Lay out the lines that follow as a numbered list, leaving out any blank lines.

DATA PROVIDED -
◇ ◇ ◇ ◇ ◇
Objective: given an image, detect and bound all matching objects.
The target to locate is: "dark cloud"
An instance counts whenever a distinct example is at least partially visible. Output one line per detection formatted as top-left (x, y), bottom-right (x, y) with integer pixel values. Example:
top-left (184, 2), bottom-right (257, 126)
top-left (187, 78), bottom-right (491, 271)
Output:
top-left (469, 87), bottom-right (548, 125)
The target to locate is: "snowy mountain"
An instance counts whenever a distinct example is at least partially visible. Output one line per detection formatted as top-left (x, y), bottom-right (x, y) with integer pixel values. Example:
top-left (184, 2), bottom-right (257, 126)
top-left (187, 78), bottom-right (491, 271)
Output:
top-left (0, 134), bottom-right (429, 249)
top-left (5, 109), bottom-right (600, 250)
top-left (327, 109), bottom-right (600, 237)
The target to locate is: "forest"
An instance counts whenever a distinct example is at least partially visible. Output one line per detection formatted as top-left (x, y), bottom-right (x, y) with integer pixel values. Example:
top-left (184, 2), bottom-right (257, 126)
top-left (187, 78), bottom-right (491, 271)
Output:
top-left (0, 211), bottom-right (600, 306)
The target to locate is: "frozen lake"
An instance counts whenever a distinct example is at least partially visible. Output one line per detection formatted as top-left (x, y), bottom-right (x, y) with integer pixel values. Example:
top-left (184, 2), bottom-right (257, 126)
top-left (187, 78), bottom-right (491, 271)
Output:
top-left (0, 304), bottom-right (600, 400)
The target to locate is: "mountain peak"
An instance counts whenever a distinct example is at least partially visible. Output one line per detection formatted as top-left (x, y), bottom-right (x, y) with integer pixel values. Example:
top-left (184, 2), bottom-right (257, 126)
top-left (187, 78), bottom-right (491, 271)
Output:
◇ ◇ ◇ ◇ ◇
FINISHED EXERCISE -
1. Objective: given an image, detect and bound all matching objects.
2. The target to locate is: "dark cloud"
3. An instance counts whenever a distinct example is at least partially visible. Output one line per detection formatted as top-left (x, y), bottom-right (x, y) with integer pixel values. Example:
4. top-left (184, 2), bottom-right (257, 126)
5. top-left (187, 78), bottom-right (491, 271)
6. Output:
7. top-left (469, 87), bottom-right (548, 125)
8. The target to locate is: "snowy mountain"
9. An instance counts whenever a distinct example is at least partially visible. Output one line per detection formatted as top-left (x, y), bottom-right (x, y) with integer pixel values. Example:
10. top-left (184, 2), bottom-right (257, 126)
11. top-left (187, 78), bottom-right (491, 271)
12. Output:
13. top-left (0, 134), bottom-right (429, 249)
14. top-left (5, 109), bottom-right (600, 250)
15. top-left (327, 109), bottom-right (600, 237)
16. The target to locate is: "forest"
17. An instance counts whenever a distinct example is at least partially visible. Output one line per detection formatted as top-left (x, y), bottom-right (x, y) with integer pixel values. Example:
18. top-left (184, 2), bottom-right (257, 126)
19. top-left (187, 78), bottom-right (491, 271)
20. Output:
21. top-left (0, 211), bottom-right (600, 306)
22. The target to locate is: "frozen lake"
23. An instance counts whenever a distinct example is at least partially visible. Output one line per detection formatted as top-left (x, y), bottom-right (x, y) with integer pixel values. Example:
24. top-left (184, 2), bottom-right (257, 126)
25. top-left (187, 78), bottom-right (491, 271)
26. Output:
27. top-left (0, 304), bottom-right (600, 400)
28. The target to locate is: "mountain peak"
29. An instance counts whenever a distinct example is at least partially visible. Output one line per detection formatted as top-left (x, y), bottom-right (x, y) with integer pixel values. Example:
30. top-left (184, 2), bottom-right (257, 126)
31. top-left (187, 78), bottom-right (491, 271)
32. Output:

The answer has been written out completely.